■ **TASK REQUIREMENTS**:
Pick up the message board post about the Winspear Resources shareholder resolutions where it ends and write what comes next.

To: Paul Bilecki who wrote (25752)4/23/2000 3:02:00 PM
From: Taz  Read Replies (1) | Respond to of 26850
 
Just for fun.

THE SNAP LAKE CASH DILEMMA

Winspear Resources Ltd. recently revealed that it would place two potentially contentious resolutions before the company's shareholders at its annual general meeting, scheduled for May 16, 2000. The two
resolutions, if approved, could result in significant dilution for existing shareholders. A third resolution, proposing that the company change its name to Winspear Diamonds Inc. was also announced, but it seems likely to
pass easily without much fuss.

The first resolution proposes that the maximum number of common shares that can be reserved for use in the company's incentive stock option plan be increased from the current six million shares to nine million. Also proposed are a few minor adjustments to the wording of the incentive stock option plan to bring it into conformity with the rules of the Toronto Stock Exchange.

Location-labeling records:
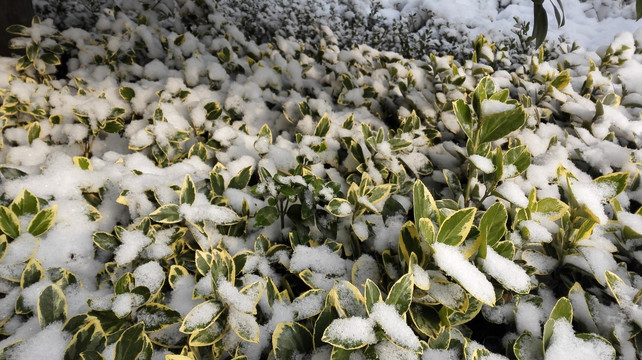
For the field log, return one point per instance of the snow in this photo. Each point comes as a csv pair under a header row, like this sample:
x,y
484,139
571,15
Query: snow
x,y
490,107
565,345
201,315
505,271
513,193
232,296
319,259
260,84
150,275
482,163
394,326
133,243
353,330
124,303
451,260
51,341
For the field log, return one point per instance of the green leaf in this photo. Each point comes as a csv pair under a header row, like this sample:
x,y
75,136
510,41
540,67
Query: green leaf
x,y
617,181
210,334
91,355
213,110
400,295
18,29
9,223
323,126
409,242
616,285
266,216
131,343
290,339
32,52
348,299
83,163
201,316
106,241
339,207
540,27
89,337
244,325
519,157
4,244
496,126
562,309
492,225
426,319
33,131
397,144
240,180
336,335
455,228
378,193
11,173
553,208
52,305
32,273
127,93
528,347
217,182
166,214
25,203
188,191
42,221
157,316
423,203
427,230
464,117
372,294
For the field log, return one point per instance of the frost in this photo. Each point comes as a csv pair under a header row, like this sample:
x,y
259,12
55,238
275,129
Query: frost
x,y
319,259
490,107
352,330
505,271
482,163
133,243
201,315
449,259
565,345
394,326
150,275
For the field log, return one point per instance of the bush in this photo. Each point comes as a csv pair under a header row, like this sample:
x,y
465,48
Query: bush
x,y
204,196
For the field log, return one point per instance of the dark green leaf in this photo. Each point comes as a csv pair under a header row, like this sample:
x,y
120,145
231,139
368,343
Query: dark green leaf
x,y
455,228
42,221
266,216
89,337
131,342
25,203
291,339
496,126
240,180
52,305
166,214
9,223
464,117
127,93
400,295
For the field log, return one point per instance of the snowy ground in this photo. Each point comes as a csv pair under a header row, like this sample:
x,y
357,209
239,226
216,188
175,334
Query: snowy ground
x,y
199,108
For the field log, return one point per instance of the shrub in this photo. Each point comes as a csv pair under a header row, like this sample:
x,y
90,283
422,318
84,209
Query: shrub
x,y
217,198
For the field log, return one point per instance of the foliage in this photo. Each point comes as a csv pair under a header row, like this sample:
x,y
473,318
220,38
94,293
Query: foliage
x,y
262,200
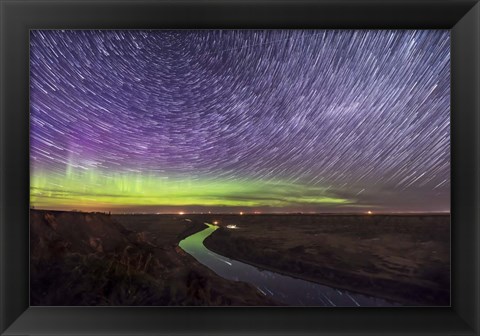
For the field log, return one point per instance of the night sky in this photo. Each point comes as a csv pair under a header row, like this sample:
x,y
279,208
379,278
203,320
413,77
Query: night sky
x,y
227,121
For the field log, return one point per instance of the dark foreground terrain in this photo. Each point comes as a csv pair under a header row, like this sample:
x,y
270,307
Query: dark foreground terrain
x,y
405,258
97,259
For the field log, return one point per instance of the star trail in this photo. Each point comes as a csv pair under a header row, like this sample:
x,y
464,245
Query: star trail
x,y
230,120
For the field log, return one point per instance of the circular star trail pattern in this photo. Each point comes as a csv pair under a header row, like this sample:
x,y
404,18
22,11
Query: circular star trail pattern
x,y
280,120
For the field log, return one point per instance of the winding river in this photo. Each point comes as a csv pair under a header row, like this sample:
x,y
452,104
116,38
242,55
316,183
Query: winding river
x,y
279,287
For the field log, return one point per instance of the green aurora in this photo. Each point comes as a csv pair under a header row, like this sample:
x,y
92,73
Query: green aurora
x,y
96,190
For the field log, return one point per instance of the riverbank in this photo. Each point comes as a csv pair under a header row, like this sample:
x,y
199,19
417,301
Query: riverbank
x,y
83,259
401,258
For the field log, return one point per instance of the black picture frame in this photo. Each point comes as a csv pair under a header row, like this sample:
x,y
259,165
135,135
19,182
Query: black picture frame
x,y
17,17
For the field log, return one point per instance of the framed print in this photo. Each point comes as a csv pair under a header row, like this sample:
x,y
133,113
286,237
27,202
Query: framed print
x,y
308,167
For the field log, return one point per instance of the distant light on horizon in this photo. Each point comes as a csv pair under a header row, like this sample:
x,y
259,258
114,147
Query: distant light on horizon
x,y
240,121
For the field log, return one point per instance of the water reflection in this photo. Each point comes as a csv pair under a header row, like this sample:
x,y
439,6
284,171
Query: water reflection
x,y
282,288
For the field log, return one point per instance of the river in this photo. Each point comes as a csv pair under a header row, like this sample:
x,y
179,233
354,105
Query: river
x,y
281,288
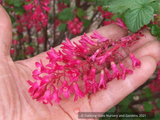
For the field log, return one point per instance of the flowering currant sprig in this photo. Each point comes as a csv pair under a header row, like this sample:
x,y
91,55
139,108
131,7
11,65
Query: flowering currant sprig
x,y
76,63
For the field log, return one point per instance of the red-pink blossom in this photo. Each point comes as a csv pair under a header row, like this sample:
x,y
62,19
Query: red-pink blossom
x,y
121,23
124,70
116,72
135,61
102,82
78,92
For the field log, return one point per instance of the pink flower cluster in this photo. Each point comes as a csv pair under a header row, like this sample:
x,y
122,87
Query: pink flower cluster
x,y
73,69
154,86
75,26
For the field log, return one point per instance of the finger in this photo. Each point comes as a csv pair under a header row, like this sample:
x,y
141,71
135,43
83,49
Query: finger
x,y
117,90
5,32
151,49
142,41
113,32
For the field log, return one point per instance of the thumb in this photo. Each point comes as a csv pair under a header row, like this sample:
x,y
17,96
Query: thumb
x,y
5,33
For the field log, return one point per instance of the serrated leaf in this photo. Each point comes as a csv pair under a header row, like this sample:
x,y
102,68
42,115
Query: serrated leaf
x,y
80,13
86,23
137,18
158,104
147,106
66,14
120,6
157,116
115,16
17,3
65,1
62,27
155,6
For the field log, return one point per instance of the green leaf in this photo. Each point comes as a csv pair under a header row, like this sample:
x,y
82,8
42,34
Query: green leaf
x,y
17,3
137,18
155,7
86,23
155,29
158,103
62,27
120,6
65,1
115,16
147,106
19,10
142,2
157,116
80,13
103,2
66,14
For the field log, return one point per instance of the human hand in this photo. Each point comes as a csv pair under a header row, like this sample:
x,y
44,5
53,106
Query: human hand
x,y
16,103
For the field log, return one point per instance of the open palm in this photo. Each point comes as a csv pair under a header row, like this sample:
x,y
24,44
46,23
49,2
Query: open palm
x,y
16,103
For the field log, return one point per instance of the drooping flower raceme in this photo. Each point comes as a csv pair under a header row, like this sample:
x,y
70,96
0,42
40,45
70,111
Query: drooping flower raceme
x,y
77,63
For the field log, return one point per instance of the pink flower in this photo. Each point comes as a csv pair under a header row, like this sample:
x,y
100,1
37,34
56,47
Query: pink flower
x,y
57,22
101,59
61,6
116,72
30,50
135,61
28,7
121,23
53,56
47,9
75,26
86,40
33,87
96,35
12,51
93,57
102,82
67,45
124,70
108,75
108,22
40,40
65,89
78,92
46,98
55,96
73,74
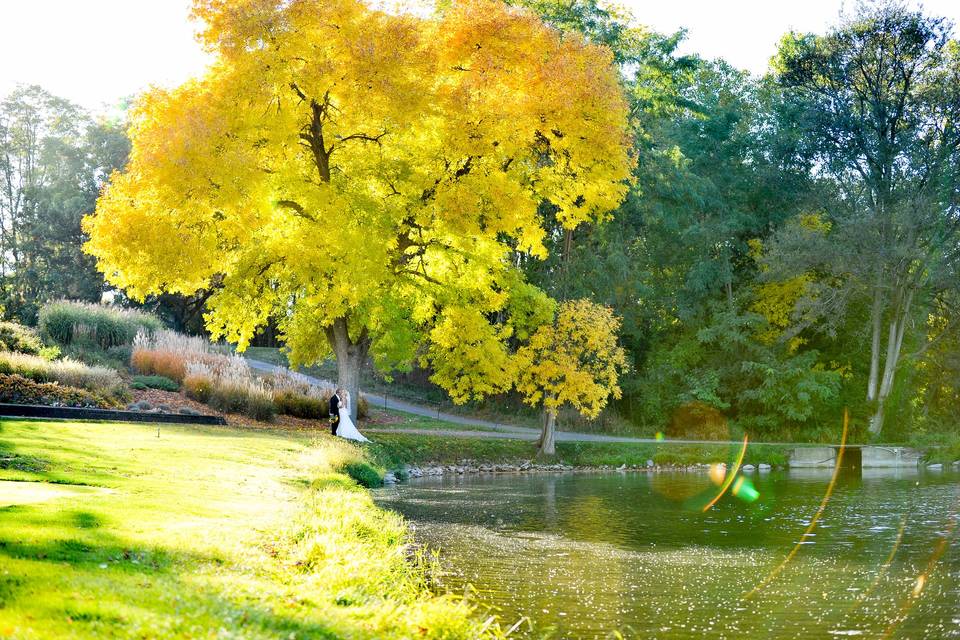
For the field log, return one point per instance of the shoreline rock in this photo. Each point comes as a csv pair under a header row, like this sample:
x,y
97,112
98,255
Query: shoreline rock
x,y
471,467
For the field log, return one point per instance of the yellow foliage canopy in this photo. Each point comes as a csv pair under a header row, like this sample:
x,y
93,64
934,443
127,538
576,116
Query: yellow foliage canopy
x,y
575,360
343,163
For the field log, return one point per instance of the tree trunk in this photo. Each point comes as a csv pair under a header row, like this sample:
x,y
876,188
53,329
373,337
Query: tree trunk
x,y
350,355
876,316
547,447
895,331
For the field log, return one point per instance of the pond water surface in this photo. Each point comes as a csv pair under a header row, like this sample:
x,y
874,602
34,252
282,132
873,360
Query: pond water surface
x,y
593,555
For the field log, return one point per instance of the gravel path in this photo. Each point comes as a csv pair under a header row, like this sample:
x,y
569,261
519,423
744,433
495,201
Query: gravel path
x,y
494,430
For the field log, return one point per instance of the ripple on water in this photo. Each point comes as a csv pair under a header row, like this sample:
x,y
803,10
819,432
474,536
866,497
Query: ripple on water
x,y
585,555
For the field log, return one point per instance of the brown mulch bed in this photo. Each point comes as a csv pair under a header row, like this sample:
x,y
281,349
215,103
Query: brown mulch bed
x,y
175,400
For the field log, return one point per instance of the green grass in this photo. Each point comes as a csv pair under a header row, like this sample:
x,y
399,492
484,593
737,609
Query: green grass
x,y
394,450
206,532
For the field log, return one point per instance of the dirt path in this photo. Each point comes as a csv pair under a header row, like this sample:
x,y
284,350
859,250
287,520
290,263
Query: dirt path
x,y
494,430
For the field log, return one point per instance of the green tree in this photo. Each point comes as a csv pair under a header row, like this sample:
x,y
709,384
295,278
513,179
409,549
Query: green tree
x,y
54,159
877,106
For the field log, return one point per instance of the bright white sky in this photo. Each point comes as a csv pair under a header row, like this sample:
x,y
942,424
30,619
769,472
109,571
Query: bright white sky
x,y
96,52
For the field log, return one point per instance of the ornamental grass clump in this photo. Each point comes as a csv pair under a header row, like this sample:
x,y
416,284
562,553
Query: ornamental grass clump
x,y
16,337
67,323
198,383
242,395
70,373
16,389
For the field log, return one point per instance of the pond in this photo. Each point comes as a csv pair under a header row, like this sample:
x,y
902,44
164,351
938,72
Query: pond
x,y
594,555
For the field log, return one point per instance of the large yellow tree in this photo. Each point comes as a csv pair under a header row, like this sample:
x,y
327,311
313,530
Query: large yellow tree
x,y
363,177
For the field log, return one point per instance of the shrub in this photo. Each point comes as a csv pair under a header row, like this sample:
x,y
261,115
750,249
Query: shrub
x,y
66,372
155,382
301,406
15,389
16,337
260,405
69,322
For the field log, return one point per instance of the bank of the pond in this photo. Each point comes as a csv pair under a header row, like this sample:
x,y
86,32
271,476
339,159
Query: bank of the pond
x,y
207,531
437,455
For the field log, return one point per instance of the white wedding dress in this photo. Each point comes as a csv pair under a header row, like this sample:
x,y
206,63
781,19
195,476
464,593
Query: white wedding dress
x,y
347,429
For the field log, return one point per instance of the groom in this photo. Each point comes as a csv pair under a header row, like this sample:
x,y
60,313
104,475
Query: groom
x,y
334,412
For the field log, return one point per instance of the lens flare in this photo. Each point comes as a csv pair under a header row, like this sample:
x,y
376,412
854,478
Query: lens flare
x,y
730,477
744,489
816,517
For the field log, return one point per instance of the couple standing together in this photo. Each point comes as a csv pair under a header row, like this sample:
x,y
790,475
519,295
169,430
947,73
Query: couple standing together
x,y
340,422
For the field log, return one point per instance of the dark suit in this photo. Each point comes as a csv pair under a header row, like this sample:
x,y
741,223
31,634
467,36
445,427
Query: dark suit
x,y
334,414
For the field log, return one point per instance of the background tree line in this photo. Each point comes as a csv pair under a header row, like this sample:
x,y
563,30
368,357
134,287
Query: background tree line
x,y
788,246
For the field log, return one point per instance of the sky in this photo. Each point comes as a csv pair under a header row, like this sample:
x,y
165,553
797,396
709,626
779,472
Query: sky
x,y
96,52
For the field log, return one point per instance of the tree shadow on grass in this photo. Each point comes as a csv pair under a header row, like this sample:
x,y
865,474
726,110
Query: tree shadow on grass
x,y
70,553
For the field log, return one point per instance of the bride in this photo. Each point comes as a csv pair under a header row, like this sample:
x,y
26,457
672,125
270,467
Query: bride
x,y
347,429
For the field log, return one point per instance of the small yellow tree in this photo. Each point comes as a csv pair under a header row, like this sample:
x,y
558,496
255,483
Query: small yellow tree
x,y
574,360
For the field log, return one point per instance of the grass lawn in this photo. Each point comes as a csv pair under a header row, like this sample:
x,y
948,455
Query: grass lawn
x,y
204,532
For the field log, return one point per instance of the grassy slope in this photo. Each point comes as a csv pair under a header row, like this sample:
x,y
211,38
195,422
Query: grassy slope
x,y
254,534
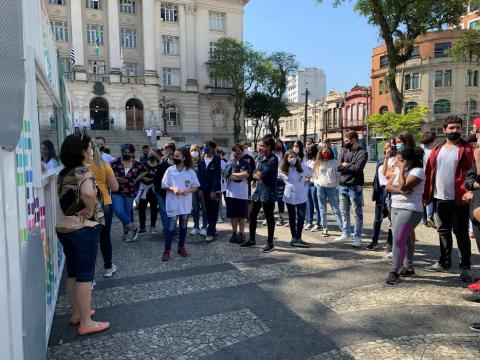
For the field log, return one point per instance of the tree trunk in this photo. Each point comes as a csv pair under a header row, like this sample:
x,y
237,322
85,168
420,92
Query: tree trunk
x,y
395,93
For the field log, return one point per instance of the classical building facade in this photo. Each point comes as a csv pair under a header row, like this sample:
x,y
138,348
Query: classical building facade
x,y
312,79
430,78
137,61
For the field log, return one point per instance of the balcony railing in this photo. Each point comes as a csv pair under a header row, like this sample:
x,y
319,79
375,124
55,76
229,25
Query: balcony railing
x,y
140,80
99,77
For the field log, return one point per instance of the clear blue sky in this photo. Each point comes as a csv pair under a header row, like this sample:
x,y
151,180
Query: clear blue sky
x,y
337,40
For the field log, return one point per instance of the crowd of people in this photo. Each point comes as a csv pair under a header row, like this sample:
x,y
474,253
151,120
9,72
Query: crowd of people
x,y
434,182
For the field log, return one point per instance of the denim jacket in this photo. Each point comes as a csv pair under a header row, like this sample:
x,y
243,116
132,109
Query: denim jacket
x,y
266,189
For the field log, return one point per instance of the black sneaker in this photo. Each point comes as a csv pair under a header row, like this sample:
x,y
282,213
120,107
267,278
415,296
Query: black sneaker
x,y
373,246
240,239
393,278
268,248
388,248
407,272
475,327
300,243
233,239
248,243
438,268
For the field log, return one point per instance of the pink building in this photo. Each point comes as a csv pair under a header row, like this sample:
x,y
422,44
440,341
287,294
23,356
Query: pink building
x,y
357,105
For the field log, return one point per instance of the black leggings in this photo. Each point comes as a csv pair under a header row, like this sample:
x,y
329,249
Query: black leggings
x,y
268,208
142,209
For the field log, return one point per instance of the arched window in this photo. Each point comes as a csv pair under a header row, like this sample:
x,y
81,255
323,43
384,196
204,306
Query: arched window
x,y
410,105
172,112
134,114
441,106
218,117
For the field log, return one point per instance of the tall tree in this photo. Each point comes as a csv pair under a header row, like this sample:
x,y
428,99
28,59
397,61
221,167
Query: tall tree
x,y
242,67
281,66
400,22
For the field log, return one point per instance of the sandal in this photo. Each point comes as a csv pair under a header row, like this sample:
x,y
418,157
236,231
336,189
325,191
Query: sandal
x,y
88,330
75,320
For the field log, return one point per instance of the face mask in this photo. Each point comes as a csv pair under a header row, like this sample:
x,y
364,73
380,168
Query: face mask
x,y
453,136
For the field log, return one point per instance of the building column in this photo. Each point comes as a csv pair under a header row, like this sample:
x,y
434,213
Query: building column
x,y
149,41
182,24
114,38
77,39
192,82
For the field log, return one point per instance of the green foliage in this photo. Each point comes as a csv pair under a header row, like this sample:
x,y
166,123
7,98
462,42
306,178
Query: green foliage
x,y
400,22
467,47
388,124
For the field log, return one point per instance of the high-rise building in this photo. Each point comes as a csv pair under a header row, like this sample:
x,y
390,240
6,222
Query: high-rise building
x,y
138,61
312,79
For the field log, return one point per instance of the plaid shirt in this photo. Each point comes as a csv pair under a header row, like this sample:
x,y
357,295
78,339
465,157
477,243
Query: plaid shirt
x,y
128,188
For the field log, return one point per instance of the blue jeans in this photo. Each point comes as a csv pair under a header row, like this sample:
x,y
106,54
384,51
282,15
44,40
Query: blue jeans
x,y
80,248
198,205
312,204
172,222
163,212
296,219
352,196
329,194
123,208
105,240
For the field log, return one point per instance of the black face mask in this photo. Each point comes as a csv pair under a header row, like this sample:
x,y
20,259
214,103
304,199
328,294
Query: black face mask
x,y
453,136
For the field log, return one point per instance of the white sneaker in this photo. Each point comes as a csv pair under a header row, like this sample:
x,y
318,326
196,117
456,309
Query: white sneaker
x,y
343,238
110,272
357,242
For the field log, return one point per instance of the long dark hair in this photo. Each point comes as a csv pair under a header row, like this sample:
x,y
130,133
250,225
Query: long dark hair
x,y
301,153
285,165
415,155
72,148
188,158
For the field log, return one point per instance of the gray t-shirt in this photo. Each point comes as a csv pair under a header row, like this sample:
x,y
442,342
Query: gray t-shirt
x,y
447,161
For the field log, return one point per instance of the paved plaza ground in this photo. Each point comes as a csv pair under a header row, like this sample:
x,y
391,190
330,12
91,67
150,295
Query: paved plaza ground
x,y
225,302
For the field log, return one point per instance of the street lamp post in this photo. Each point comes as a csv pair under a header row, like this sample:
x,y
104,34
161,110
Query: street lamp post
x,y
305,120
164,105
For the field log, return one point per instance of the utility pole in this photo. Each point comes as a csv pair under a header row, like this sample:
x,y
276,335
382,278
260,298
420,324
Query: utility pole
x,y
305,120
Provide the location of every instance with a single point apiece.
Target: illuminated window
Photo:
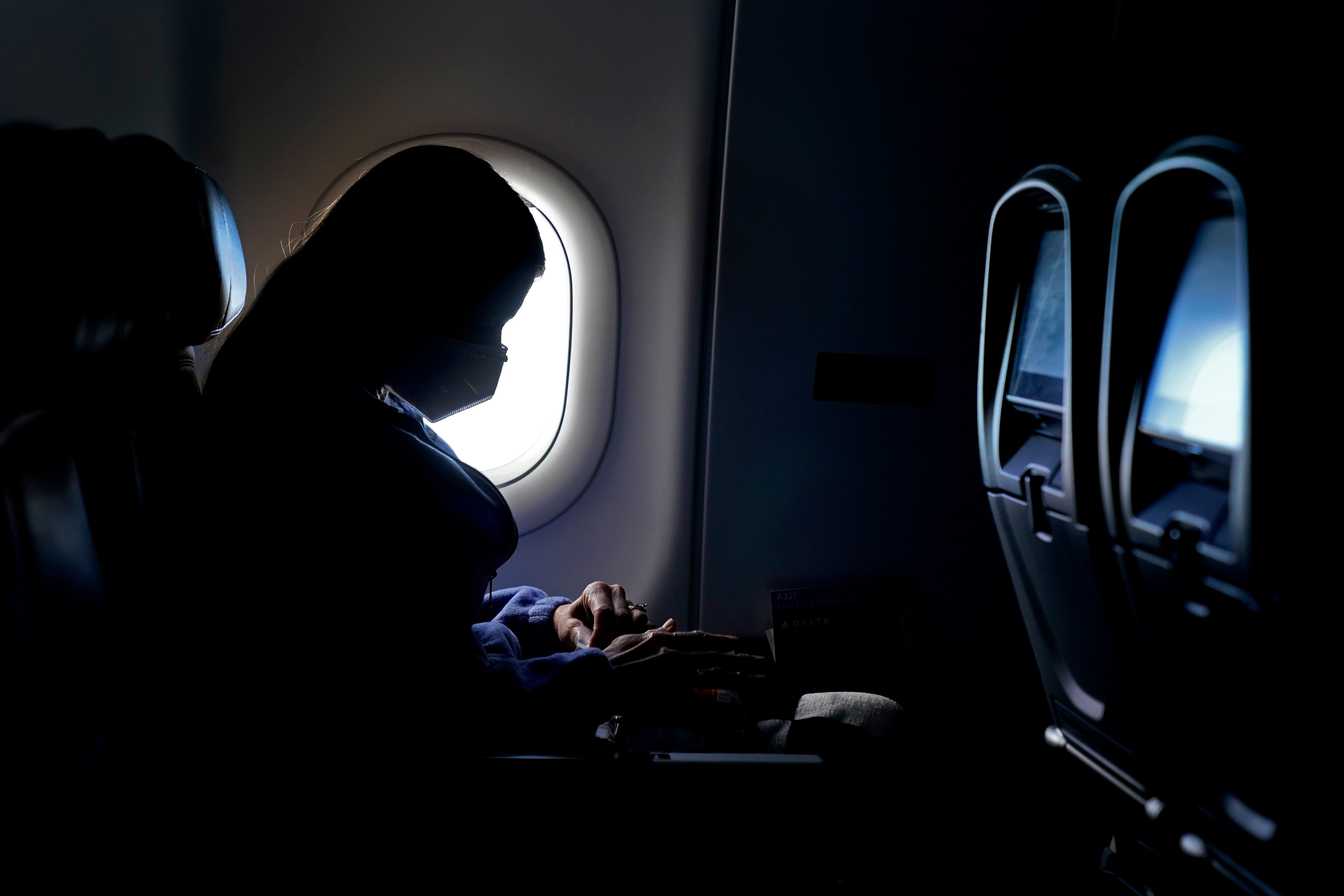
(509, 434)
(542, 437)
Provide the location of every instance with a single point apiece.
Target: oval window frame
(556, 481)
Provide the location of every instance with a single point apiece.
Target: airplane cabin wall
(82, 64)
(867, 146)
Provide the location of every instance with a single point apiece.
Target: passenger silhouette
(354, 616)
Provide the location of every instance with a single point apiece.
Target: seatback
(1176, 444)
(120, 256)
(1038, 361)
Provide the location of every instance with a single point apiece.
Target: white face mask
(440, 377)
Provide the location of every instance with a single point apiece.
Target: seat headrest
(111, 248)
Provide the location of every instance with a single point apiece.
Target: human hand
(665, 660)
(597, 617)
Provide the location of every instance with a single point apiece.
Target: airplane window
(526, 412)
(542, 436)
(1039, 363)
(1198, 387)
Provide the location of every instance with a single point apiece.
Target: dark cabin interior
(820, 262)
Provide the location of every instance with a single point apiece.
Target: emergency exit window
(530, 400)
(1039, 363)
(1198, 386)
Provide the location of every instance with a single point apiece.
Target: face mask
(440, 377)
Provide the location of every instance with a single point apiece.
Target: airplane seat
(1037, 421)
(120, 257)
(1176, 436)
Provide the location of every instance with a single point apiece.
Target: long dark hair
(429, 241)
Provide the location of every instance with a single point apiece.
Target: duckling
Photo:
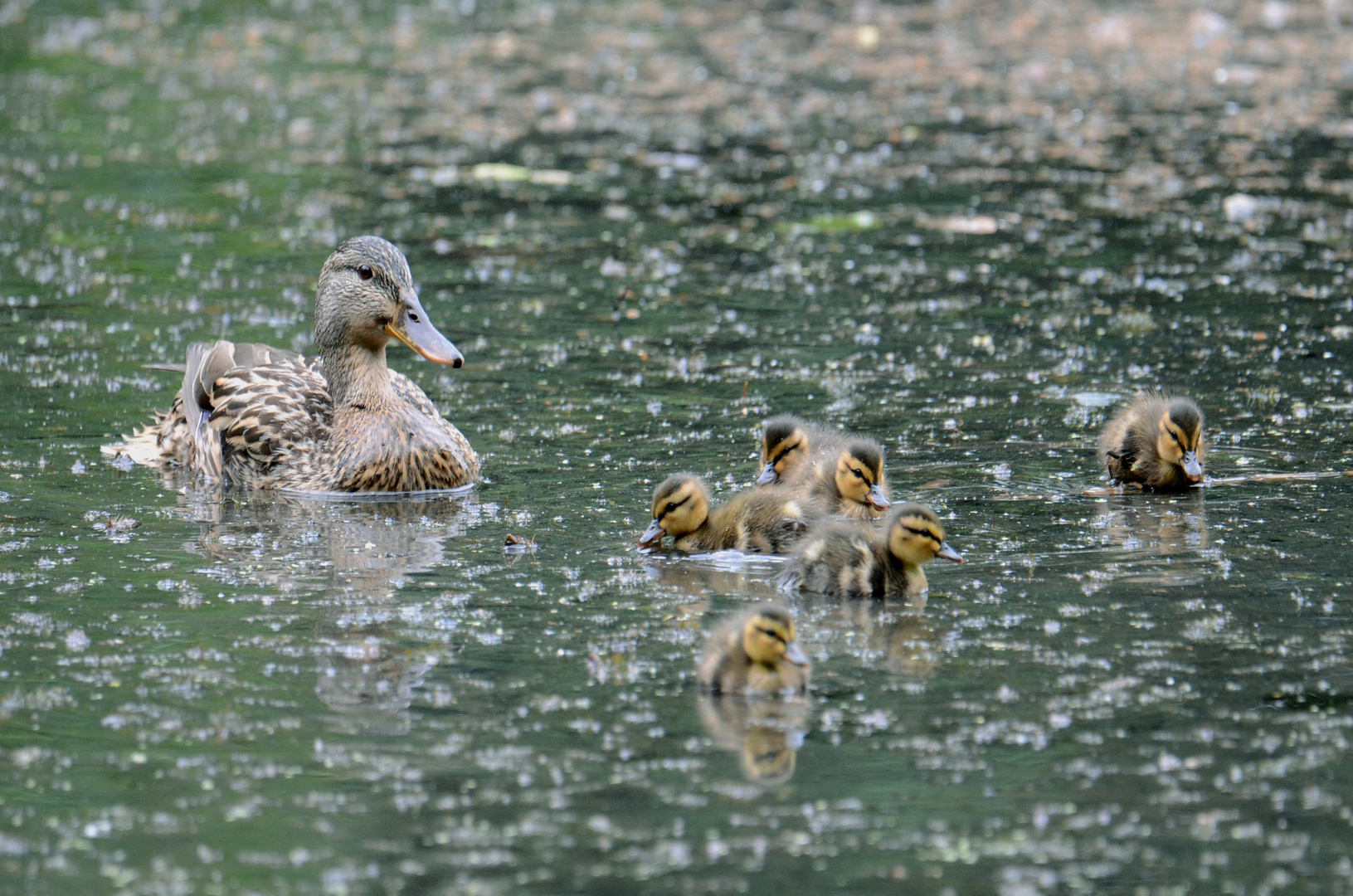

■ **THE ANSWER**:
At the end of 1999, Winspear had 4.75 million options outstanding, and only 156,600 of them are scheduled to expire this year. The company has been a prolific granter of options in recent years, and went to the shareholders
in 1998 with a similar resolution, seeking approval to raise the maximum number of options outstanding from 4.5 million to the current six million figure. In 1999, the company granted 2.95 million options to its directors,
insiders, and key employees, up from just over one million a year earlier.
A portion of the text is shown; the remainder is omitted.